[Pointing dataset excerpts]

******************************

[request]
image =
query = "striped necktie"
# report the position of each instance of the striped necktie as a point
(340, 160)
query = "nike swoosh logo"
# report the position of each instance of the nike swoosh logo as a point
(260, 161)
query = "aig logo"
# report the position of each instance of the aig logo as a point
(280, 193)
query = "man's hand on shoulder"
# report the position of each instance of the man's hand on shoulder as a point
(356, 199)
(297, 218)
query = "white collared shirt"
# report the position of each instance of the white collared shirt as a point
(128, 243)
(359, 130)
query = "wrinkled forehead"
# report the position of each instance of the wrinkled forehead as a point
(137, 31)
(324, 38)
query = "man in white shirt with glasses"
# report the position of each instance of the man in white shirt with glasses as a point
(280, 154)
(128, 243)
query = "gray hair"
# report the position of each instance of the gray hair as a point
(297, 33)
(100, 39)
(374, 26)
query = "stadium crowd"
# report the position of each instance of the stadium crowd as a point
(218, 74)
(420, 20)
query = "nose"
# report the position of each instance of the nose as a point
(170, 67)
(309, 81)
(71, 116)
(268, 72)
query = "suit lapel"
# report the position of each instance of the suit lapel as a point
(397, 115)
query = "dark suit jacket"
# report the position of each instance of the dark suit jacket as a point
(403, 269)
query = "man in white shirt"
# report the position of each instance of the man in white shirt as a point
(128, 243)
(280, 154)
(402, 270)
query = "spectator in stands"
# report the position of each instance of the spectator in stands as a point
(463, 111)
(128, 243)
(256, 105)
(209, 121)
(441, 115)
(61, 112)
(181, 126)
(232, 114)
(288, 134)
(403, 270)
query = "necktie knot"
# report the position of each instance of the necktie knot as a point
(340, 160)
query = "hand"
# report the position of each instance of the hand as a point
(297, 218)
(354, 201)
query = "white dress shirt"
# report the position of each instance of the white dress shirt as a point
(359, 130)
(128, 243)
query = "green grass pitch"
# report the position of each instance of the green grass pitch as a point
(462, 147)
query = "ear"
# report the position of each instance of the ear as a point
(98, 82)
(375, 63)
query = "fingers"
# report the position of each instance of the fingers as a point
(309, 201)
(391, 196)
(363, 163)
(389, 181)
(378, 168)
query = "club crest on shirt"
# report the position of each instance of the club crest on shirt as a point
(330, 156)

******************************

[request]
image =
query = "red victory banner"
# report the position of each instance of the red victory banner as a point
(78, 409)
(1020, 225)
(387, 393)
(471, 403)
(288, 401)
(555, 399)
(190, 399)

******************************

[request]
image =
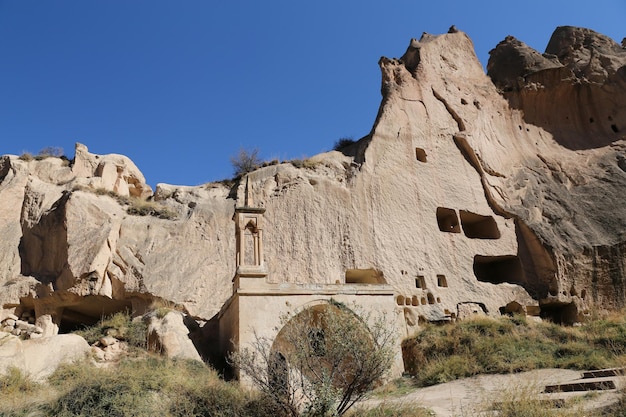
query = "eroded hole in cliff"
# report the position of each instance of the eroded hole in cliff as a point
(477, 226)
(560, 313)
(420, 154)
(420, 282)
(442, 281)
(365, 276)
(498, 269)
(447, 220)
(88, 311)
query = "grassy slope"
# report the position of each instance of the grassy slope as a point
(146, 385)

******************************

Task directions: Identify each line of the records above that contains the word "crowd", and copy those lines.

Result of the exercise:
query = "stadium crowd"
# report the position of each instance of the stadium crowd as a point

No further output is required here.